**Text to read:**
++++++++++

Musical quotation is the art of integrating one’s musical words and sentences into another one’s work. It is quite similar to how quoting works in spoken languages, but differs in the capacity in which the quote can adapt and almost disappear. It is also often perceived as a musical game; it is the listener’s role to identify the quote. At times it is quite obvious and at others so well-disguised that it might never be recognised.
In the previous article, we observed how composers — and to the same extent improvisers — might wish to quote in order to learn and develop their own vocabulary and dialect, to put forward an inspiration or an influence, and sometimes even develop and expand a musical idea, whether it is theirs or not.
This time, we will look at how composers decide to use musical quotation in order to pay homage, nudge, wink and even at times make fun of other musicians, as well as quote musical phrases in order to contextualise, provide historical, cultural and national backgrounds.
When a composer finally reaches the maturity to create his own works, it is often the case that he pays homage to his inspirations and influences by quoting a mentor’s work. After all, the creative personality of the composer is a direct consequence of his teacher; before he is able to let his inner sound resonate, it is the one of the one who taught which resonates. Mozart for instance, quoted a theme by his mentor (J.C.) Bach in his Piano Concerto No. 12.

++++++++++

**Given material:**

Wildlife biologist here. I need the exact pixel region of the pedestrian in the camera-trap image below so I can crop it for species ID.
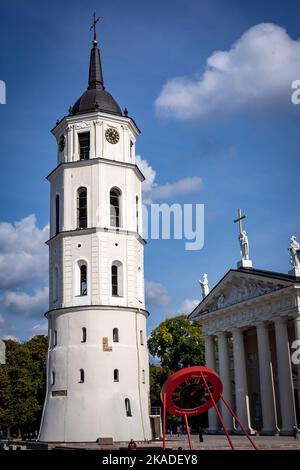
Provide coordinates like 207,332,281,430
293,426,298,440
128,439,137,450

++++++++++

**Required work:** Can you print everything from "Musical quotation is" down to "theirs or not." in the passage on musical quotation, word for word?

**The answer:**
Musical quotation is the art of integrating one’s musical words and sentences into another one’s work. It is quite similar to how quoting works in spoken languages, but differs in the capacity in which the quote can adapt and almost disappear. It is also often perceived as a musical game; it is the listener’s role to identify the quote. At times it is quite obvious and at others so well-disguised that it might never be recognised.
In the previous article, we observed how composers — and to the same extent improvisers — might wish to quote in order to learn and develop their own vocabulary and dialect, to put forward an inspiration or an influence, and sometimes even develop and expand a musical idea, whether it is theirs or not.